------ Supplied data ------

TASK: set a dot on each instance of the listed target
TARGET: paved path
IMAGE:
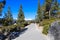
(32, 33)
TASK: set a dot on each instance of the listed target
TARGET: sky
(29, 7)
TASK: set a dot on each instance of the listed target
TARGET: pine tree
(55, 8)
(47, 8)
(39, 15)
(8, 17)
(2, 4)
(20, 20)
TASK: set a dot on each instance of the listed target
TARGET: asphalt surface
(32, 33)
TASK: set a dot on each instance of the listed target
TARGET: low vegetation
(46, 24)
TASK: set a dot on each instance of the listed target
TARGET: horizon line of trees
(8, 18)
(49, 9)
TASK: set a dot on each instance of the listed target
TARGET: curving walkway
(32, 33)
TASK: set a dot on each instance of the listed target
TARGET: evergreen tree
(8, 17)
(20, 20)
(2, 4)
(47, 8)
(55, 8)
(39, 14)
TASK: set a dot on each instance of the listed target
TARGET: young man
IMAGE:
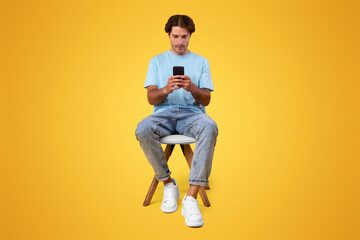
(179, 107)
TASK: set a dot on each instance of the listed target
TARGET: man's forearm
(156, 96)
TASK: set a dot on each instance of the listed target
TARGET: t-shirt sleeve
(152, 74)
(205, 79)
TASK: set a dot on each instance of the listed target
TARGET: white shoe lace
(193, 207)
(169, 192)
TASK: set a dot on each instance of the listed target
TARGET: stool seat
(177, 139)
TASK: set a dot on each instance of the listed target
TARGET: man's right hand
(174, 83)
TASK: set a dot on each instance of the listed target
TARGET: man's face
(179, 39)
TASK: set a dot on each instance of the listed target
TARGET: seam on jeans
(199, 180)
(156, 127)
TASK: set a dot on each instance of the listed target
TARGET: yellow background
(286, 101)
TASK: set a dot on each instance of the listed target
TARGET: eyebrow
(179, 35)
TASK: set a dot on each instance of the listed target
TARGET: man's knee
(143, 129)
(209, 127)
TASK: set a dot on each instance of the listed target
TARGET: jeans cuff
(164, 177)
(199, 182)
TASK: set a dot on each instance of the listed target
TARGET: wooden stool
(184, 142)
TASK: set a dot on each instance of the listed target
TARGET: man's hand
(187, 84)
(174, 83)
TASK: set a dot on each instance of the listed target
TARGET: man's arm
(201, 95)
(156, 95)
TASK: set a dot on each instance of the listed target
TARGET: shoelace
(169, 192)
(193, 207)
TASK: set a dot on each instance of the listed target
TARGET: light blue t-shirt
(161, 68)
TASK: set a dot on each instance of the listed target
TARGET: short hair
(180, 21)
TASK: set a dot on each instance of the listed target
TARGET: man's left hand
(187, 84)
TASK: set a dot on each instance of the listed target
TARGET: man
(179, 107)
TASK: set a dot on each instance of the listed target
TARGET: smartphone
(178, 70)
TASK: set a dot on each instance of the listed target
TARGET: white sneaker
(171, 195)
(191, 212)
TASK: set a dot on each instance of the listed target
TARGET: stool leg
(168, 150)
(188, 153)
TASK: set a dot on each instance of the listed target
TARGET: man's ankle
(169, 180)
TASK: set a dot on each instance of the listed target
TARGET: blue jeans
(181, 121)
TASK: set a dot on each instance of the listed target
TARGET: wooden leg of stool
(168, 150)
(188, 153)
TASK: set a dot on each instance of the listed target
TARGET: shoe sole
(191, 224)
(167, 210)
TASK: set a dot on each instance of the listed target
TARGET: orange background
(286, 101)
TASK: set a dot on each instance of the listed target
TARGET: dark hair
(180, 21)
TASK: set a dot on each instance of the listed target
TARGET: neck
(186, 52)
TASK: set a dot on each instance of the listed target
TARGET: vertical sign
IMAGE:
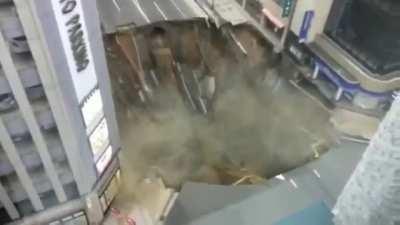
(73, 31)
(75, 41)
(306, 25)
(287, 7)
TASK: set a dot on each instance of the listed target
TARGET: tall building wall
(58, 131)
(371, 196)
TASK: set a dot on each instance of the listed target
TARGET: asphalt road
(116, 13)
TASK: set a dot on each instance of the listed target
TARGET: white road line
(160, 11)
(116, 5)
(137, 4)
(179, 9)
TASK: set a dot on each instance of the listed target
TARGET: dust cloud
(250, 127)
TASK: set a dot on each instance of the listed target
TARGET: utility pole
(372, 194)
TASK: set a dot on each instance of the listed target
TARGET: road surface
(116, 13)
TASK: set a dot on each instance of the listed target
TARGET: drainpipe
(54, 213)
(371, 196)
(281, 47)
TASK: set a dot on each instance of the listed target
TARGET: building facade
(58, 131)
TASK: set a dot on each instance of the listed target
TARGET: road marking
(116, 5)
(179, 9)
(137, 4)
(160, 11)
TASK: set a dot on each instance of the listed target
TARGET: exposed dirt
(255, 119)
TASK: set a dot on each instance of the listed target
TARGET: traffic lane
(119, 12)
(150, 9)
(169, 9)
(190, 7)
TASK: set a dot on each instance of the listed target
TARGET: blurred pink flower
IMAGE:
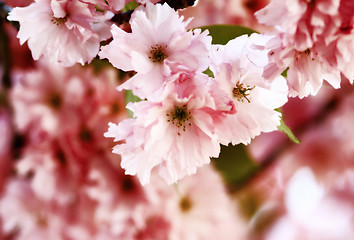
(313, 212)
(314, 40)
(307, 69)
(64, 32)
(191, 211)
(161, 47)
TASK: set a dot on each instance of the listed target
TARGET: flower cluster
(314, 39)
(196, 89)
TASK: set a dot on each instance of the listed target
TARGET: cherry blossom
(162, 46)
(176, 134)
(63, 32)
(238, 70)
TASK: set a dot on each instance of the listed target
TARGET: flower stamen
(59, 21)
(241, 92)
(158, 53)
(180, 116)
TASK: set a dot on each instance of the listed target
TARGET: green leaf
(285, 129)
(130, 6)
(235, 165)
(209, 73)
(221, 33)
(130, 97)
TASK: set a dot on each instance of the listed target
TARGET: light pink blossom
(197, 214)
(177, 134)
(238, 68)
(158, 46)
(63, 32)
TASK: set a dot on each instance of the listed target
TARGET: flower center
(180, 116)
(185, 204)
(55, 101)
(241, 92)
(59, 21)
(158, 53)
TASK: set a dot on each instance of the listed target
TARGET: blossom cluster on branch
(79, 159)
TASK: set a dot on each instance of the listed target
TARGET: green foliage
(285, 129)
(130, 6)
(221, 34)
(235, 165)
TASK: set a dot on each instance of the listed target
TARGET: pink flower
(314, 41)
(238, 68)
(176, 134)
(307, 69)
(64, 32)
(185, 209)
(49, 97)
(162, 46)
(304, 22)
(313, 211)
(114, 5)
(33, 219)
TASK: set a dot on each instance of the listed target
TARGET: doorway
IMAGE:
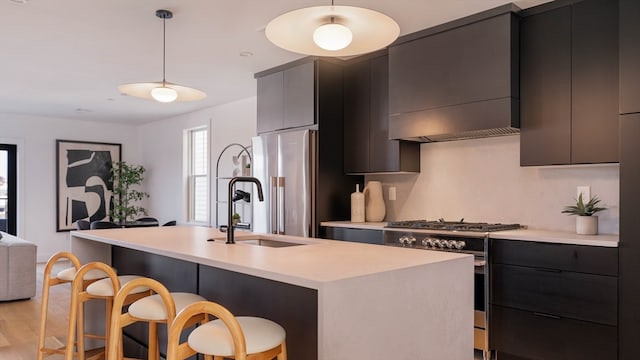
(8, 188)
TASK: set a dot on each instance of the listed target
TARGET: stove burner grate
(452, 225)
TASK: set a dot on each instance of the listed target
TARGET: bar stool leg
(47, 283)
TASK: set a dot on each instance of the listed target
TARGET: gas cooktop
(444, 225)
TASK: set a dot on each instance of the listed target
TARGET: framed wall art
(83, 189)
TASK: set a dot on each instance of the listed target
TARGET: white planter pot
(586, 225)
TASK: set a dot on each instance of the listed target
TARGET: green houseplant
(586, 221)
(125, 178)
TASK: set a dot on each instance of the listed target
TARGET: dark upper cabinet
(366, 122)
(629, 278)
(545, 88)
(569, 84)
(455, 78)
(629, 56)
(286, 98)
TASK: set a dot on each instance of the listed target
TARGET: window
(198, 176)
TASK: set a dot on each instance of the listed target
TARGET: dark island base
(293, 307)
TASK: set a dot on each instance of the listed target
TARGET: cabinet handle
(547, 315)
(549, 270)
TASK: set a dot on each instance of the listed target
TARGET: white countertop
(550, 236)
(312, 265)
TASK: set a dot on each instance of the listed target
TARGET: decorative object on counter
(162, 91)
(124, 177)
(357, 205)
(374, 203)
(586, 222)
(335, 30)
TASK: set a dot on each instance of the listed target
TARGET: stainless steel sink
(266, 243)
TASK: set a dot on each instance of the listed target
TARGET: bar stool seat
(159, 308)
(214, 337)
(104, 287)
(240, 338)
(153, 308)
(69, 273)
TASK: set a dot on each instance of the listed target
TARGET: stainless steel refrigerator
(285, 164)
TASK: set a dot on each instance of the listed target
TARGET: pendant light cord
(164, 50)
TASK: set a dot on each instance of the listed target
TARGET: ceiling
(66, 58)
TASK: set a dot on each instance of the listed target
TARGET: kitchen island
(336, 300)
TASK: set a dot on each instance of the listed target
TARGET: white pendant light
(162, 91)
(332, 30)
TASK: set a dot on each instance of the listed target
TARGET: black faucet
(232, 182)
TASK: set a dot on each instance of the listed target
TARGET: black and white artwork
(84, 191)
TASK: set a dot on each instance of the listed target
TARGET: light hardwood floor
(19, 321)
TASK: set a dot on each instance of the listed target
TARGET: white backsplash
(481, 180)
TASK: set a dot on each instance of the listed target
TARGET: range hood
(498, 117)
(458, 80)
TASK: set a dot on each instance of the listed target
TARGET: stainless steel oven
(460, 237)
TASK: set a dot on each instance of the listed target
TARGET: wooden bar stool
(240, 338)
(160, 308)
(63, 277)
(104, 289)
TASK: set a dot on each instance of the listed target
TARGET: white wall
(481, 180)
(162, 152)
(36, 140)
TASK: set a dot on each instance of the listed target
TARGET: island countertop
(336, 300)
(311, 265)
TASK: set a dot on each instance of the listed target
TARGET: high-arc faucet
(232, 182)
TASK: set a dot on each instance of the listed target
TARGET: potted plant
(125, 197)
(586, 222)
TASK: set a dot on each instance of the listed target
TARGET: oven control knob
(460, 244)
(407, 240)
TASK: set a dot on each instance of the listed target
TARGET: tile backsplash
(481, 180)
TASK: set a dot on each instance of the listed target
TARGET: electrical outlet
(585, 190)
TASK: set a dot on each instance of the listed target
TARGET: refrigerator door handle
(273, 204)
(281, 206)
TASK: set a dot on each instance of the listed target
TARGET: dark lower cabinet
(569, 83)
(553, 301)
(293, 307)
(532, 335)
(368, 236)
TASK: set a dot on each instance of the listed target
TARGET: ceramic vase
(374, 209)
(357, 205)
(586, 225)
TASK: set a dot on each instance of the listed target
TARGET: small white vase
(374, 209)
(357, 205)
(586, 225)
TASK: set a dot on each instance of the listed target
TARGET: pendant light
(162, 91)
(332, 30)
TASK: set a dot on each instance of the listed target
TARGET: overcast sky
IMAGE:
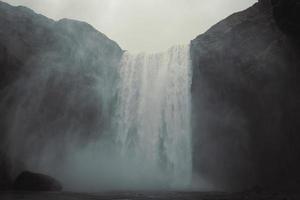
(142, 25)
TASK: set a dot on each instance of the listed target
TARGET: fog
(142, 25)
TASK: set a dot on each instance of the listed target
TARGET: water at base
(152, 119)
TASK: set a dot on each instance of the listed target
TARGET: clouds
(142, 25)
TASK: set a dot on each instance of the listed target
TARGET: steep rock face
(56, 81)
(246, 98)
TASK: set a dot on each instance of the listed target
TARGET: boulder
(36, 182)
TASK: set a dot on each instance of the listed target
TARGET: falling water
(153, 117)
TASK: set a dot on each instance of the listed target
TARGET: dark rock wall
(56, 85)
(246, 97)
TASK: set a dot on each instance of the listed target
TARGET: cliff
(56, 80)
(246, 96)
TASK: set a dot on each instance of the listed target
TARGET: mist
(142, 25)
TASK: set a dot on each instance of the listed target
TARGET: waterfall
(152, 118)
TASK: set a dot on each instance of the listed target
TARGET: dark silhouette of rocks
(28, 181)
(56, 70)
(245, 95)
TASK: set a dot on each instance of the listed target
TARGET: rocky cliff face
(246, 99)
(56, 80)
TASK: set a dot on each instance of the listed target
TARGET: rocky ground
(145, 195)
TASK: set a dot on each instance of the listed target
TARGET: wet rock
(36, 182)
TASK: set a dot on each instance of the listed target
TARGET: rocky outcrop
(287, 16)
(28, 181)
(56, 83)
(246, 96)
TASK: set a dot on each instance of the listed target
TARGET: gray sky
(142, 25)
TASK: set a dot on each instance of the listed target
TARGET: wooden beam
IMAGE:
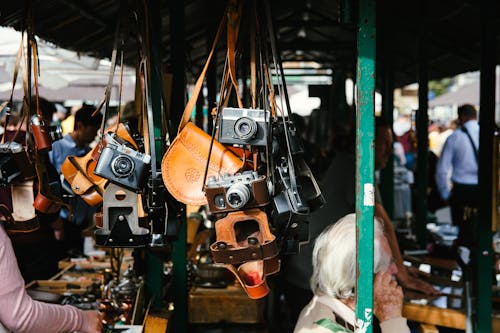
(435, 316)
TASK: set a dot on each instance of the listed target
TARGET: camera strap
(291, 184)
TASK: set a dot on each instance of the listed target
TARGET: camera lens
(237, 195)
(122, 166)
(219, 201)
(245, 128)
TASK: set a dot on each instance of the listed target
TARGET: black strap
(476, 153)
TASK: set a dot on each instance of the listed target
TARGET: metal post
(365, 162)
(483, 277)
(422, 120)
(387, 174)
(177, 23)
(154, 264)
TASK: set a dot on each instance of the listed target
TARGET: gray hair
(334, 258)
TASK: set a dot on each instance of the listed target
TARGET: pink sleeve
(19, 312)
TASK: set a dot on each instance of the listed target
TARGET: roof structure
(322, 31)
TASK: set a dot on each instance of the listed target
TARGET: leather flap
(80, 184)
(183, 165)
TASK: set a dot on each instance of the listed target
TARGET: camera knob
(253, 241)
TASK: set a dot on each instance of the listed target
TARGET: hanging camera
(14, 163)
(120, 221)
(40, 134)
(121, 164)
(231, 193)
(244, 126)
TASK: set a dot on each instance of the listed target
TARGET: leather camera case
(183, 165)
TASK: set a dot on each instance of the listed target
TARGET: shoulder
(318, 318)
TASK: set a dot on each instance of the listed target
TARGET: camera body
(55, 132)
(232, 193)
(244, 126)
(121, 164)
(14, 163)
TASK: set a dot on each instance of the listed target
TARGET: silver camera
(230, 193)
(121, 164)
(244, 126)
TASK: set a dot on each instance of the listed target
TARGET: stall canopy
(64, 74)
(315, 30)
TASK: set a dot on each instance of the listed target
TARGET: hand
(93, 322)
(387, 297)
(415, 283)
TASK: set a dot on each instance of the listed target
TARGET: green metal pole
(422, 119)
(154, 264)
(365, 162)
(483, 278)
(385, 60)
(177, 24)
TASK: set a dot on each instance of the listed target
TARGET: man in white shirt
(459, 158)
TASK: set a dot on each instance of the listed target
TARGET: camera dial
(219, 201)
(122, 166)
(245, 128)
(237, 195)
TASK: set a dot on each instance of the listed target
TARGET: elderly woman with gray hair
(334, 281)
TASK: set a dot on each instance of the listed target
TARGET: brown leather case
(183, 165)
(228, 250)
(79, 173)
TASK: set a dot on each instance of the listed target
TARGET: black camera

------

**Work required**
What should come out is the exact run of lines from the one holding "TARGET: elderly woman with gray hair" through the end of the records above, and nothing besides.

**Task result**
TARGET: elderly woman with gray hair
(334, 281)
TASK: set a dot on each instance of the listed target
TARGET: brown leather case
(183, 165)
(228, 250)
(79, 173)
TASK: set a dot on each instance of the listed target
TARGET: black camera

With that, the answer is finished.